# SELECTED EXCERPT
-- start --

# New Baby



## lazydaisy67 (Nov 24, 2011)

Lookie what we have at our farm!

http://i282.photobucket.com/albums/kk275/lazydaisy67/040_zpsd281a7f7.jpg


----------



## NaeKid (Oct 17, 2008)

I love floppy ears!!!! :congrat:


----------



## lazydaisy67 (Nov 24, 2011)

DO your ears hang low
do they wobble to and fro
can you tie em in a knot
can you tie em in a bow
can you swing em ore your shoulder 
like a continential soldier
do you ears hang low?

Do your ears flip flop
can you use em as a mop
are they stringy at the bottom
are they curly at the top
yadda yadda yadda yadda
yadda yadda yadda (I forgtot the words!)
do you ears flip flop.
:rofl:

Summer camp WAS good for something.


----------



## *Andi (Nov 8, 2009)

SO cute!!!!!!


----------



## NaeKid (Oct 17, 2008)

*Andi said:


> SO cute!!!!!!


... and very intelligent eyes ...

That one 'll be a handfull! :teehee:


----------



## cedarguy (Nov 19, 2012)

lazydaisy67 said:


> DO your ears hang low
> do they wobble to and fro
> can you tie em in a knot
> can you tie em in a bow
> ...


LOL.

Do your ears hang low?
Do they wobble to and fro?
Can you tie them in a knot?
Can you tie them in a bow?
Can you throw them o'er your shoulder
like a continental soldier?
Do your ears hang low?

Do your ears hang high?
Do they reach up to the sky?
Do they droop when they are wet?
Do they stiffen when they're dry?
Can you semaphore your neighbour
with a minimum of labour?
Do your ears hang high?

Do your ears flip-flop?
Can you use them for a mop?
Are they stringy at the bottom?
Are they curly at the top?
Can you use them for a swatter?
Can you use them for a blotter?
Do your ears flip-flop?

Do your ears hang out?
Can you waggle them about?
Can you flip them up and down
as you fly around the town?
Can you shut them up for sure
when you hear an awful bore?
Do your ears hang out?


----------



## Meerkat (May 31, 2011)

What a beautiful little baby.

-- end --

[Dataset rows on where objects appear]
-- start --

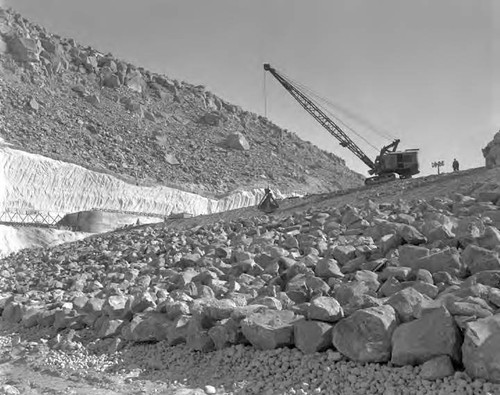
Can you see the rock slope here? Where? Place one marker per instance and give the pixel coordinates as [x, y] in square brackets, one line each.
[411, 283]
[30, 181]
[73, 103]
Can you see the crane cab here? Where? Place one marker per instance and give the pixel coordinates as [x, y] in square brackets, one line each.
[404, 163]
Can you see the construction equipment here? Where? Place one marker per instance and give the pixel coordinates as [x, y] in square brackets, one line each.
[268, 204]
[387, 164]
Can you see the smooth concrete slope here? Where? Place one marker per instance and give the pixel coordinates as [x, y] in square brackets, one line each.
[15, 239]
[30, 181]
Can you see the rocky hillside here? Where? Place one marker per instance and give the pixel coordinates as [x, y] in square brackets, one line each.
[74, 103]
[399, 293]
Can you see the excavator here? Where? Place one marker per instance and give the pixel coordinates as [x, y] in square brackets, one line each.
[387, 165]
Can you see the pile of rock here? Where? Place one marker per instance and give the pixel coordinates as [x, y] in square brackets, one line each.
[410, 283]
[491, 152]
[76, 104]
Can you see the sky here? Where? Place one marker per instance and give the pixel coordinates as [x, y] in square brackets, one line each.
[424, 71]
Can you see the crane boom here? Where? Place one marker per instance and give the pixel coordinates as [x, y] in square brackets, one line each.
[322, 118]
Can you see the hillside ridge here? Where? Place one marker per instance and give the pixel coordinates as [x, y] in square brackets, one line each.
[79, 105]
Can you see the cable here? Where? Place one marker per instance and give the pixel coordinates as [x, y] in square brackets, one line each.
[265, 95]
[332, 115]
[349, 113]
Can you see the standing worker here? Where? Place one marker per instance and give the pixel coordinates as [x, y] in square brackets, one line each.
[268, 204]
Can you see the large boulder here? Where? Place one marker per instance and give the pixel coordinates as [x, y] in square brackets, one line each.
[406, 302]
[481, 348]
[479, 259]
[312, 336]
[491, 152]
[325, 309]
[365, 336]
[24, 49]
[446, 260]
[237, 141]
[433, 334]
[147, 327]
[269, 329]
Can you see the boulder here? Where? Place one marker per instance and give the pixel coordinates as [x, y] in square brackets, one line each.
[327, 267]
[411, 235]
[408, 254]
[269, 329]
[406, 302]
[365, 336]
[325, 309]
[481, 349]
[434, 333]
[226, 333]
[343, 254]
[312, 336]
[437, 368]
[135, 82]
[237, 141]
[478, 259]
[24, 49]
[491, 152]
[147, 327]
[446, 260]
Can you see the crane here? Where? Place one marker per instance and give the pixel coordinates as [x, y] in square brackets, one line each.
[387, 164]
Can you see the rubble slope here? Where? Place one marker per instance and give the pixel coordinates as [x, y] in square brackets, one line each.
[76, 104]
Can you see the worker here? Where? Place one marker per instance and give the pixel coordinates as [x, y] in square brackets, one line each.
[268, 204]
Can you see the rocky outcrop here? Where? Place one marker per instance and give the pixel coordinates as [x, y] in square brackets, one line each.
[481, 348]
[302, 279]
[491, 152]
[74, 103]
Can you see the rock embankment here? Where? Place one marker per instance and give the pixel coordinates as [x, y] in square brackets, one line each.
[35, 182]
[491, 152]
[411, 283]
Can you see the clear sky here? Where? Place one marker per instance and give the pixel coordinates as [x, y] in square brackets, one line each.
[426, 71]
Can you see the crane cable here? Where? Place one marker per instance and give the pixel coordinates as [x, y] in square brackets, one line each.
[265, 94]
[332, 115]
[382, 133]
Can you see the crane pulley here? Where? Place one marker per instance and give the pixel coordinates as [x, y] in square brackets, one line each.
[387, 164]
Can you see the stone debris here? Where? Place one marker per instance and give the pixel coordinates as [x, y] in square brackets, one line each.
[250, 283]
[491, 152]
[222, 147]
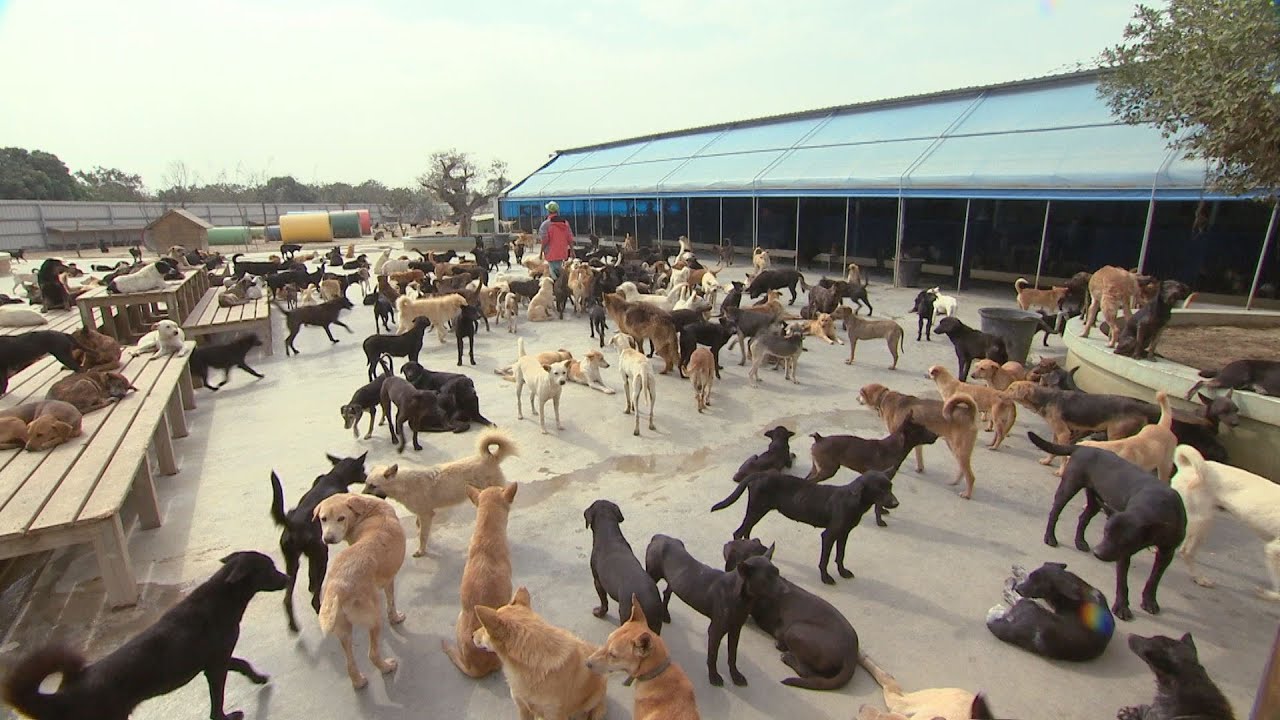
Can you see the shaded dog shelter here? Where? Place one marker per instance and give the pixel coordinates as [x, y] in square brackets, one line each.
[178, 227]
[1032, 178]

-- end --

# WORK TO COMPLETE
1/ In the New Baby thread, what does NaeKid's first reply say NaeKid loves?
2/ Using the New Baby thread, decide whether each statement is true: (a) cedarguy's version of the song asks whether the ears can be used for a swatter; (b) lazydaisy67 remembered every word of the flip-flop verse; (c) Meerkat calls the baby beautiful. Answer yes or no for each and quote the deciding words.

# RESULTS BY TASK
1/ Floppy ears.

2/
(a) Yes: "Can you use them for a swatter?"
(b) No: "(I forgtot the words!)"
(c) Yes: "What a beautiful little baby."